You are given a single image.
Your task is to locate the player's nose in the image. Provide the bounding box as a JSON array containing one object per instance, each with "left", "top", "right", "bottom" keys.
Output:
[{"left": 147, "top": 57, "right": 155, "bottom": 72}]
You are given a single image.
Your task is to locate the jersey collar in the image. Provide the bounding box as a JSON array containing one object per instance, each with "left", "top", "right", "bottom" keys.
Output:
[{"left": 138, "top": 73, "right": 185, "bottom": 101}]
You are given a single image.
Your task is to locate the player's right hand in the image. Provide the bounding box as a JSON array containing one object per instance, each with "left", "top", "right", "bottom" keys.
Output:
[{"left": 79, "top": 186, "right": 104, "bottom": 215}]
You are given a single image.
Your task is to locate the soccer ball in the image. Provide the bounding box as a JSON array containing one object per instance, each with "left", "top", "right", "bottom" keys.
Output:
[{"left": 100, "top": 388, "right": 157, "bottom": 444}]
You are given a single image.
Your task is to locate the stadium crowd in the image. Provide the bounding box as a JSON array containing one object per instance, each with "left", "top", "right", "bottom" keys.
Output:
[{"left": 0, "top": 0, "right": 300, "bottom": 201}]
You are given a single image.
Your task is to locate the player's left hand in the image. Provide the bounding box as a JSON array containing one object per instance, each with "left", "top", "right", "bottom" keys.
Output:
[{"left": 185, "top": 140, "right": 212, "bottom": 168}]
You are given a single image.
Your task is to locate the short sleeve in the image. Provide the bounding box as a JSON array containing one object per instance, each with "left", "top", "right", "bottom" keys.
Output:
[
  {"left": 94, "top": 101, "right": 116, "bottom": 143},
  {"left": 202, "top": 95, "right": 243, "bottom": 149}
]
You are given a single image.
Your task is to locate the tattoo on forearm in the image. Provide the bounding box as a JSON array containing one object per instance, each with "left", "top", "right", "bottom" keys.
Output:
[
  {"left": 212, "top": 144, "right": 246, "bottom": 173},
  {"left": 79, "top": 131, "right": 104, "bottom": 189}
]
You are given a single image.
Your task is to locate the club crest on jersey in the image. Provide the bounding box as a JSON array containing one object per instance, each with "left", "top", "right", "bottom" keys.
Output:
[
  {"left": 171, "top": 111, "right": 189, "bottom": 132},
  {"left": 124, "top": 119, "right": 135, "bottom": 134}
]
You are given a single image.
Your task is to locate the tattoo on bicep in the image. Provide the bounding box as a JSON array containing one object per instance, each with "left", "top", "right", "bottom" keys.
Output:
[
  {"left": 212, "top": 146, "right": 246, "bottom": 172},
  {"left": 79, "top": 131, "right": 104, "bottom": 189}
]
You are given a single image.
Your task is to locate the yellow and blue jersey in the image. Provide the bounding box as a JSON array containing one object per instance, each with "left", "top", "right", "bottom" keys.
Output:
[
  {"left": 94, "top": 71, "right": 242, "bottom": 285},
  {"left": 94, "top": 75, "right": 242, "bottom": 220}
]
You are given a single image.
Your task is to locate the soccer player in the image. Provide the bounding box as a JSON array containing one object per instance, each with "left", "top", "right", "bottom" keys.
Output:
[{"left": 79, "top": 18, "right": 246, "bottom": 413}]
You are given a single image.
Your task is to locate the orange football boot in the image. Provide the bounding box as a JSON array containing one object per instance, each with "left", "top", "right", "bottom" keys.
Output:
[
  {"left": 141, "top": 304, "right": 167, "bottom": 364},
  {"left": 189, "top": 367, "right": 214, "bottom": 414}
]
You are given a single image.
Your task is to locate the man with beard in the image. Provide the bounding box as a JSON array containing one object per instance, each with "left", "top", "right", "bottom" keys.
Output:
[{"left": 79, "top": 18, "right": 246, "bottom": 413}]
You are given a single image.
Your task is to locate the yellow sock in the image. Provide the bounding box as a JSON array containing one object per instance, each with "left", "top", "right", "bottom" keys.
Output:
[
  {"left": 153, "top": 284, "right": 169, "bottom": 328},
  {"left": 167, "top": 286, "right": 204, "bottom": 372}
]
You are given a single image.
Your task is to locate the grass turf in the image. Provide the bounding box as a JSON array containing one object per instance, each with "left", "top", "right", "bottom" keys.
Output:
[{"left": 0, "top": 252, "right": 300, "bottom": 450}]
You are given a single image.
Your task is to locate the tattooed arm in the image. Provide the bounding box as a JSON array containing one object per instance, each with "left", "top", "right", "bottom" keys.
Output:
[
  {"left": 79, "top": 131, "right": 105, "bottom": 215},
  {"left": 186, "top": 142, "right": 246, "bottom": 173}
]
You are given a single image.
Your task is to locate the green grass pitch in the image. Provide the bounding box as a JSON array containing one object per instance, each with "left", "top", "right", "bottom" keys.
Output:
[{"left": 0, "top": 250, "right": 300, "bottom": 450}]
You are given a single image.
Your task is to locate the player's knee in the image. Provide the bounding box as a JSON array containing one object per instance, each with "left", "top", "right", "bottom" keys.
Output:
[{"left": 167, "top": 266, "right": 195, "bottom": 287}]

---

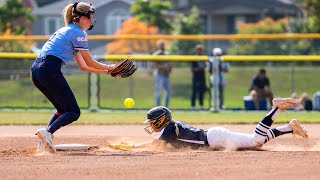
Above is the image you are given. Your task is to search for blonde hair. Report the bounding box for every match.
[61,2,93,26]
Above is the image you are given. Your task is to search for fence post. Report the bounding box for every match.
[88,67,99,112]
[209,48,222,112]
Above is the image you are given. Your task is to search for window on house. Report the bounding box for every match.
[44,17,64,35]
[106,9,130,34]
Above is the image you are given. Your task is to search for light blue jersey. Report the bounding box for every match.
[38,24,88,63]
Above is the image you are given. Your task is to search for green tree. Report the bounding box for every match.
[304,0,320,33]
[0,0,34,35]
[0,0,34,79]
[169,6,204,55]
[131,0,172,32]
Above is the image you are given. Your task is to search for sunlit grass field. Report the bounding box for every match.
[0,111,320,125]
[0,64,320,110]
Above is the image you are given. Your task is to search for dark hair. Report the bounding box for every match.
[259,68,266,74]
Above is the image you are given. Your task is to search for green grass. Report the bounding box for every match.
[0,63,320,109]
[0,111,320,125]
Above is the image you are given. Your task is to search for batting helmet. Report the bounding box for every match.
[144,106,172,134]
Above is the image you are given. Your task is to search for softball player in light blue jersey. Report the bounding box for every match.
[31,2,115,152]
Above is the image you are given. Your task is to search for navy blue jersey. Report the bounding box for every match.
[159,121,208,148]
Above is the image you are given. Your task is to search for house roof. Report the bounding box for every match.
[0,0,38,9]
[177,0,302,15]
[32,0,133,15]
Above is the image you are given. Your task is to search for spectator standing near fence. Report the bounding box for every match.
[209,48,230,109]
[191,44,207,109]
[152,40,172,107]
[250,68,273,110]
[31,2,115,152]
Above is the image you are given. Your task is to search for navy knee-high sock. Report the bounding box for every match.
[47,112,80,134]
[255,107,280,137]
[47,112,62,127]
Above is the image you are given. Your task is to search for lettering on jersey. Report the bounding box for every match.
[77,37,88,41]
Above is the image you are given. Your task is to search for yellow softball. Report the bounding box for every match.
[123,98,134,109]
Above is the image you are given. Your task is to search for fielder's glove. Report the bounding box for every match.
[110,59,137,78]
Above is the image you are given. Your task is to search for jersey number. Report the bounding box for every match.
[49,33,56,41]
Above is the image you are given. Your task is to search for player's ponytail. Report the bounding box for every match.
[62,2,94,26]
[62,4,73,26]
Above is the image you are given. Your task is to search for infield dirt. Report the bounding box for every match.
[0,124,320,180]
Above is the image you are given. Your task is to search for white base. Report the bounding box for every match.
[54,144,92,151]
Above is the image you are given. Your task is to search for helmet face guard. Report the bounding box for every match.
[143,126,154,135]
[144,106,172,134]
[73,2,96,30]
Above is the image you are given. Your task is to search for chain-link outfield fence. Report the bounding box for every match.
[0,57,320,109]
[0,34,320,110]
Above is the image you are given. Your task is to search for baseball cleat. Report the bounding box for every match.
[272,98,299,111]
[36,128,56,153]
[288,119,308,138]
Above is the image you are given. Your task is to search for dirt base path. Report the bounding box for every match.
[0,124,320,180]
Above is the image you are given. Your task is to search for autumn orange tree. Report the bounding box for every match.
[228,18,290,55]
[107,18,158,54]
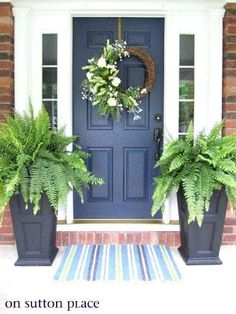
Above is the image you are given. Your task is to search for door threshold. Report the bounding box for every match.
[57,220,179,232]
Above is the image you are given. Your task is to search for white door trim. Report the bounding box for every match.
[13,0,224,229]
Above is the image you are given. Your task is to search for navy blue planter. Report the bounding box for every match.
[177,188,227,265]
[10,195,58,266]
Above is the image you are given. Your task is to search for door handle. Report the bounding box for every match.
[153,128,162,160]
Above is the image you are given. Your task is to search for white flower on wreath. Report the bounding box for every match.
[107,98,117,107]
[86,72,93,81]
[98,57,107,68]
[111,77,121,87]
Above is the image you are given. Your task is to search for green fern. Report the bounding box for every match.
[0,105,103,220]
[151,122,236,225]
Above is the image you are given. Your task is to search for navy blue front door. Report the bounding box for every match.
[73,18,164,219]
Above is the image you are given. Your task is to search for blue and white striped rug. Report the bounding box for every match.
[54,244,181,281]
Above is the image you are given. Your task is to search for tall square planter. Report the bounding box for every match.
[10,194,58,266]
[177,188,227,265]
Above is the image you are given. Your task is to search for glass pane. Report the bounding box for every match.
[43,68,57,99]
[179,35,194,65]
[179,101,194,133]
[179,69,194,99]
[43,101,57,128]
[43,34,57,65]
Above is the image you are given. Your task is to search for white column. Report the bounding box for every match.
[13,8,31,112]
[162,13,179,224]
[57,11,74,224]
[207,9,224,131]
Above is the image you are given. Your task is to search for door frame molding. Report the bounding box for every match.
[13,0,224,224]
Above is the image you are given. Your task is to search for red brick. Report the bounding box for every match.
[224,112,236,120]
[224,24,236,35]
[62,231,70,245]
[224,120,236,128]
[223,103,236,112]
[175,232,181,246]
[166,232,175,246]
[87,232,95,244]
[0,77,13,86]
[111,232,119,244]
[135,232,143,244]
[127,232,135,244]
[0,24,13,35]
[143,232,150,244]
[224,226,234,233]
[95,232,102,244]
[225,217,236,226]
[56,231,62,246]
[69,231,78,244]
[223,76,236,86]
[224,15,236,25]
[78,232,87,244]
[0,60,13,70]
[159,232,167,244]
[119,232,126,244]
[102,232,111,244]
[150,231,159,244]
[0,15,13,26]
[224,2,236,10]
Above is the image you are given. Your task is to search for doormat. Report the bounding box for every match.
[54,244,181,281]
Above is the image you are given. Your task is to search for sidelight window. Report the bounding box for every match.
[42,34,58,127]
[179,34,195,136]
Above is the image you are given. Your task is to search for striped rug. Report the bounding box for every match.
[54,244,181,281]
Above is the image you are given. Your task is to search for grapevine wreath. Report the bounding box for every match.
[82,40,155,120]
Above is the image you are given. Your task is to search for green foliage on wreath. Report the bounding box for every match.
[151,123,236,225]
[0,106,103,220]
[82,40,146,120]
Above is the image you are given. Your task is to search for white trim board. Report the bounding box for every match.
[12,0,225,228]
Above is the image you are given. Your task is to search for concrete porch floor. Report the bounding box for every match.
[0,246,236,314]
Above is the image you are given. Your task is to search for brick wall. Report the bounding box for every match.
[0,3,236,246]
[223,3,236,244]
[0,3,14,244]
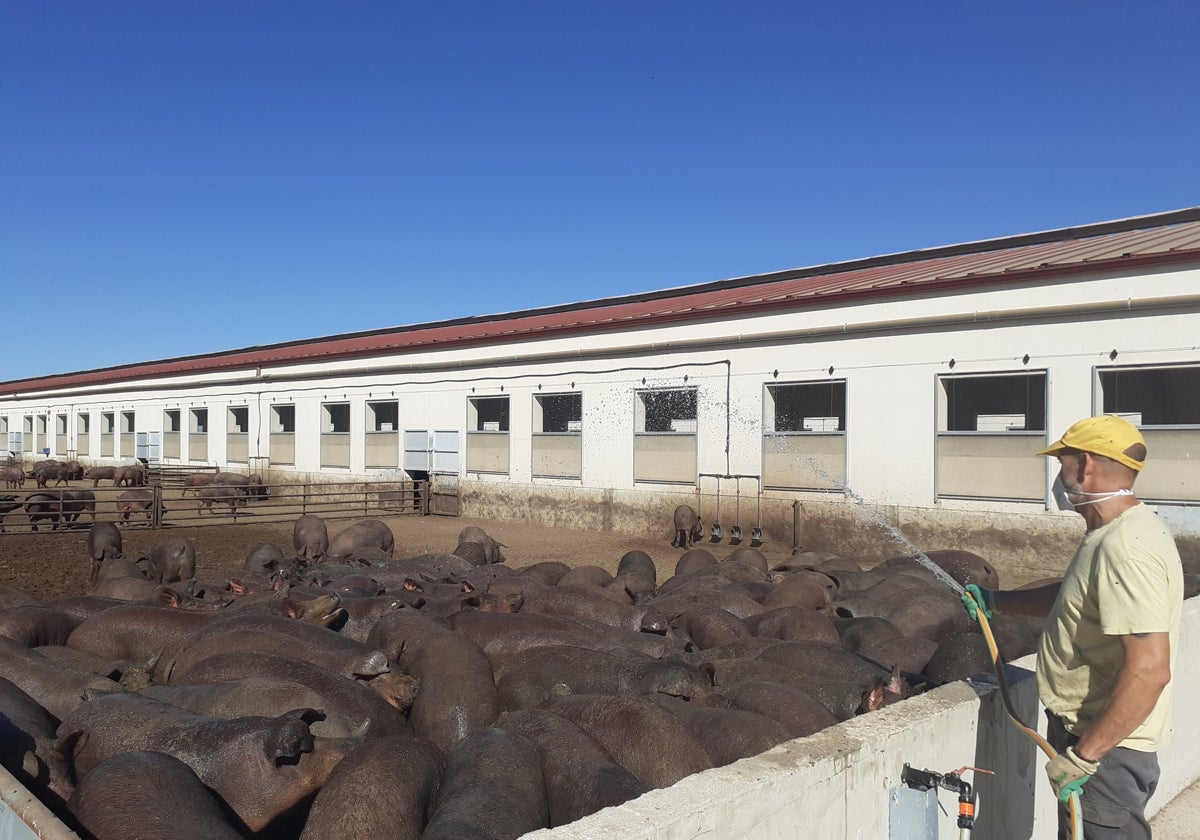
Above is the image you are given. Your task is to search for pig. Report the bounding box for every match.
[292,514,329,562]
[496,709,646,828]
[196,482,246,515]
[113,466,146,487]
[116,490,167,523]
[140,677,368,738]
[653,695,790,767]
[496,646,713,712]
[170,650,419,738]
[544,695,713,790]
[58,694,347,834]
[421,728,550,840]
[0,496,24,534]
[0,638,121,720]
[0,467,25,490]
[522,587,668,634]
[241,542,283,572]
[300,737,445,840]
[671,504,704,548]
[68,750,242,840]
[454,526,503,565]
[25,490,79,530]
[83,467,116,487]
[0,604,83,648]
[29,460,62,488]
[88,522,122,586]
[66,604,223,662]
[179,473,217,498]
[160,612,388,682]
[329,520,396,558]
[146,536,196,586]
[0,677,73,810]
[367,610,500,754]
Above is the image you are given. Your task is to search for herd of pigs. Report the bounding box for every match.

--

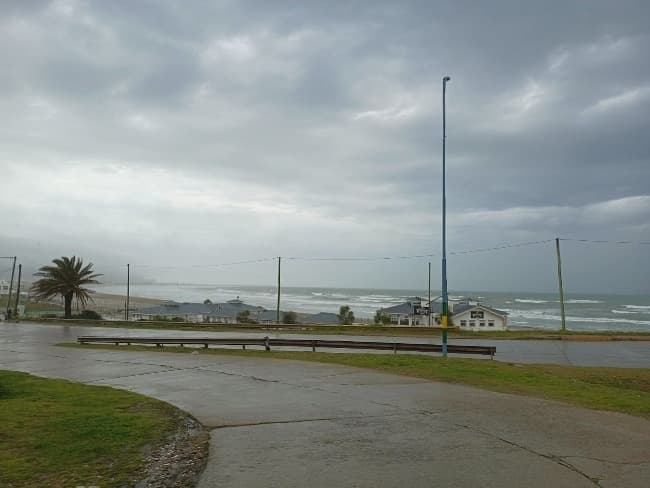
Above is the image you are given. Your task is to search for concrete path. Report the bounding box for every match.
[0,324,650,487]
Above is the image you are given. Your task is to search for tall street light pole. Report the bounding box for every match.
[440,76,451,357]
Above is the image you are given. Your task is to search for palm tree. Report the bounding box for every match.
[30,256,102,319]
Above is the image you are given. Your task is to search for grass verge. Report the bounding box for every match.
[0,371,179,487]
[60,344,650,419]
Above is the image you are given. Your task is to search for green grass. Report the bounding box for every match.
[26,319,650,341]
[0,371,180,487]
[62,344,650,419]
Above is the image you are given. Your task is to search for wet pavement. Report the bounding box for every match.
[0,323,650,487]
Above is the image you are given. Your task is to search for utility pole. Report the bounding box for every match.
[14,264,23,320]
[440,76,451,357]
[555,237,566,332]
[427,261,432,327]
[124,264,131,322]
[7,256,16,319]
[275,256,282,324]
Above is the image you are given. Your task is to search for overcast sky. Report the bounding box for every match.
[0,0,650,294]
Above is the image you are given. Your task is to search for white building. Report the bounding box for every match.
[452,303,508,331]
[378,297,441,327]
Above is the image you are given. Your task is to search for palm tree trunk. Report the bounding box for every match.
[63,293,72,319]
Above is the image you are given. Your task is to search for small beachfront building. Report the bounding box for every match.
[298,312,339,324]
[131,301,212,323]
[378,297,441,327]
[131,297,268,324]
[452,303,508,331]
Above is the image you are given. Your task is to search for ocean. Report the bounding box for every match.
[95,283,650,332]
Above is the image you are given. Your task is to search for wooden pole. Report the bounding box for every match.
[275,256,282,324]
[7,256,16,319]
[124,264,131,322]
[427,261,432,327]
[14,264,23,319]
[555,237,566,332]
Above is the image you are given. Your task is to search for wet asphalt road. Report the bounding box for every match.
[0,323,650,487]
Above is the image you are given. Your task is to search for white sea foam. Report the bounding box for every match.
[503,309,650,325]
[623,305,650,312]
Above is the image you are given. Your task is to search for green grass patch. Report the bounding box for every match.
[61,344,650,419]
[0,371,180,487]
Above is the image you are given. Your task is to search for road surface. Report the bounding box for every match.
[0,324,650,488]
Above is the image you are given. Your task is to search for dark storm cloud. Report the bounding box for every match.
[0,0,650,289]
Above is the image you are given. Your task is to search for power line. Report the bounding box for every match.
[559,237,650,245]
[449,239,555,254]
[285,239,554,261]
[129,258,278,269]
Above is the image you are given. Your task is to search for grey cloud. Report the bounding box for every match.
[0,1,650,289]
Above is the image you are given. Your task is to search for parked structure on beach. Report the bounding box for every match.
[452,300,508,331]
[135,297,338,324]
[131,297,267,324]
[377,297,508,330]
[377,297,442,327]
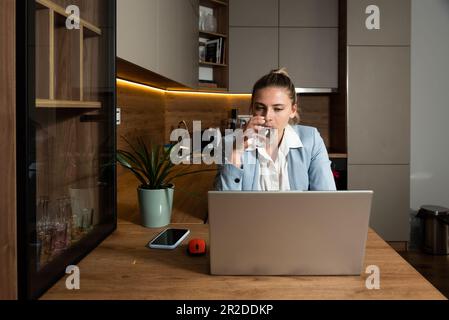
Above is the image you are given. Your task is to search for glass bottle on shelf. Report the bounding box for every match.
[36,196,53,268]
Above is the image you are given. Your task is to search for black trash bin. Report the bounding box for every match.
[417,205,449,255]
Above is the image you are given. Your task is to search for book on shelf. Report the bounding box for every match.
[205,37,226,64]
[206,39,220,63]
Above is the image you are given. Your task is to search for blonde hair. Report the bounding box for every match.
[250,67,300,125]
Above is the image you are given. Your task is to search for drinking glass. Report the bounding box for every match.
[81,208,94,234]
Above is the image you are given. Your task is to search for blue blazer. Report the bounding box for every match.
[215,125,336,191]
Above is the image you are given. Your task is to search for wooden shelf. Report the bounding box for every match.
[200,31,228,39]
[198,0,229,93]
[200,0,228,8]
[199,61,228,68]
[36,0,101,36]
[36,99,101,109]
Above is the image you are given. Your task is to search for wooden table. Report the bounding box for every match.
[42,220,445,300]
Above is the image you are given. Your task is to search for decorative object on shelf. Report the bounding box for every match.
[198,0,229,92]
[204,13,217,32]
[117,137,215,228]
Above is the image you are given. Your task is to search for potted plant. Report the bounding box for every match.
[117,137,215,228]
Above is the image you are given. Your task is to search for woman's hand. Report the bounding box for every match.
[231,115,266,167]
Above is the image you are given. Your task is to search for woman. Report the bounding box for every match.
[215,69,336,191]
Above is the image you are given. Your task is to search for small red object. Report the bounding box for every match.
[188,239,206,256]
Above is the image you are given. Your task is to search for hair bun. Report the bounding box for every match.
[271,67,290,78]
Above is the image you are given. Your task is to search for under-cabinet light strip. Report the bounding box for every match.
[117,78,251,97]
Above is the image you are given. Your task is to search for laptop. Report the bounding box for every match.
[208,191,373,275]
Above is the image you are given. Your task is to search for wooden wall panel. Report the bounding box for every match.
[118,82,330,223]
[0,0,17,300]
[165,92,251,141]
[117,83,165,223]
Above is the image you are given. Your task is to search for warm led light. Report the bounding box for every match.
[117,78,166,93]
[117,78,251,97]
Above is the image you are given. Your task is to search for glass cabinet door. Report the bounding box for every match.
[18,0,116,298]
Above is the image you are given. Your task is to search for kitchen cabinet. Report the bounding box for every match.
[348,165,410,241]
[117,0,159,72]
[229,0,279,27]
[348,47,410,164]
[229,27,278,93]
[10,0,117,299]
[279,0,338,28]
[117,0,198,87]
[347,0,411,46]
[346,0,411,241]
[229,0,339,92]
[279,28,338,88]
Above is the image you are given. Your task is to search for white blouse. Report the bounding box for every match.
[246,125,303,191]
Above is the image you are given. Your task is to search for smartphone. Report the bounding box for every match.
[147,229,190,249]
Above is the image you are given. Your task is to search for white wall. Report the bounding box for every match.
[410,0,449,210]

• [Task] Copy out the items starting at the line containing "floor. Report the bounding box for every match." and ending at the line containing "[0,3,14,244]", changing "brick wall" to "stone wall" and leaving all else unchanged. Give only those lines.

• [Written response]
Above is the image you are given. Your task is to search for concrete porch floor. Report the bounding box for every match.
[0,246,236,314]
Above is the image you are given. Your task is to search for stone wall. Report the bounding box for every match.
[0,3,236,246]
[223,3,236,244]
[0,3,14,244]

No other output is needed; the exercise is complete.